▶ **Problem to work on**
Which lines in the rows contain the word "rusty"? List every one of them.

▶ **Entries shown**

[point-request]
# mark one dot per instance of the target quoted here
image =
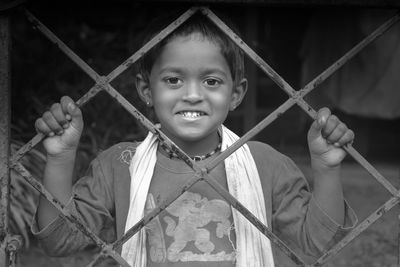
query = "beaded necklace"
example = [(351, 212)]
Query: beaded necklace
[(172, 154)]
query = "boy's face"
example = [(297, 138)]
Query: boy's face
[(191, 89)]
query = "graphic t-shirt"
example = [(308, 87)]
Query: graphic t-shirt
[(196, 229)]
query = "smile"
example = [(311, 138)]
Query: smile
[(191, 114)]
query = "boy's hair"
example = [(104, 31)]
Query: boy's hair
[(198, 23)]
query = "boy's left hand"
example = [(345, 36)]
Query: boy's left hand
[(326, 136)]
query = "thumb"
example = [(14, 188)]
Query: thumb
[(317, 125), (75, 115)]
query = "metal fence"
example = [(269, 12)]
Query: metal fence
[(10, 244)]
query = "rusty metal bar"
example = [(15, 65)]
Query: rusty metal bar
[(38, 137), (250, 52), (349, 55), (198, 176), (352, 152), (253, 219), (155, 40), (5, 124), (250, 134), (156, 211), (61, 45), (358, 230), (65, 213), (101, 81)]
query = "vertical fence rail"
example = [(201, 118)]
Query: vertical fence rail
[(4, 134)]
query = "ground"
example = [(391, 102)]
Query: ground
[(375, 247)]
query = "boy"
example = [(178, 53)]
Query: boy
[(192, 80)]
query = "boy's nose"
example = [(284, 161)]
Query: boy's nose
[(193, 93)]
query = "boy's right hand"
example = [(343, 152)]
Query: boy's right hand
[(62, 124)]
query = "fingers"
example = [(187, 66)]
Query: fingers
[(58, 117), (333, 130)]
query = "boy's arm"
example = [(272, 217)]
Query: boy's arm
[(62, 125), (326, 136)]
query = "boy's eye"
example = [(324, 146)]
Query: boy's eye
[(173, 80), (212, 82)]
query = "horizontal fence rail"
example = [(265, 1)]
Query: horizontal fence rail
[(102, 83)]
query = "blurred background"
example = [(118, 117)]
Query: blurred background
[(297, 41)]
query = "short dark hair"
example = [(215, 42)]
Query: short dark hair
[(198, 23)]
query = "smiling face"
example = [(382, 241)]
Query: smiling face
[(192, 91)]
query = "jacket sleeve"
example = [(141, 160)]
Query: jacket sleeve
[(92, 204), (296, 216)]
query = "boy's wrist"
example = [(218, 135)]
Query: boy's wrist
[(319, 164), (63, 157)]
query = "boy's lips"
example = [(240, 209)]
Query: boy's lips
[(192, 114)]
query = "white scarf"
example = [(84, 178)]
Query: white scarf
[(253, 248)]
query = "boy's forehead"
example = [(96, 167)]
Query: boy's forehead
[(191, 53), (192, 47)]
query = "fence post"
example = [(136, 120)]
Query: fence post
[(5, 110)]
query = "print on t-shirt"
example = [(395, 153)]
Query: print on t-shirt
[(191, 222)]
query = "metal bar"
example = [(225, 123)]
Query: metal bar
[(295, 3), (149, 125), (349, 55), (358, 230), (250, 52), (101, 81), (156, 211), (253, 219), (62, 46), (398, 241), (250, 134), (352, 152), (5, 122), (155, 40), (17, 166)]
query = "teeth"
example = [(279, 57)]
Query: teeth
[(192, 114)]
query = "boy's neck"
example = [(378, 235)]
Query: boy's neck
[(195, 155), (202, 147)]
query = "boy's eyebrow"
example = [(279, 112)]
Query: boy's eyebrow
[(203, 71)]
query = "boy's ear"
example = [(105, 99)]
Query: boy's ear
[(239, 91), (143, 89)]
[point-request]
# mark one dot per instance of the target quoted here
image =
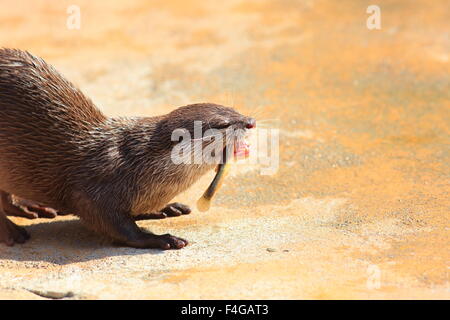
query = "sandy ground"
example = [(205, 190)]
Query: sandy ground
[(359, 206)]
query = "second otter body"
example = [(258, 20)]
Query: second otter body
[(57, 148)]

▶ **Worked solution**
query = "rusty metal bar"
Query: rusty metal bar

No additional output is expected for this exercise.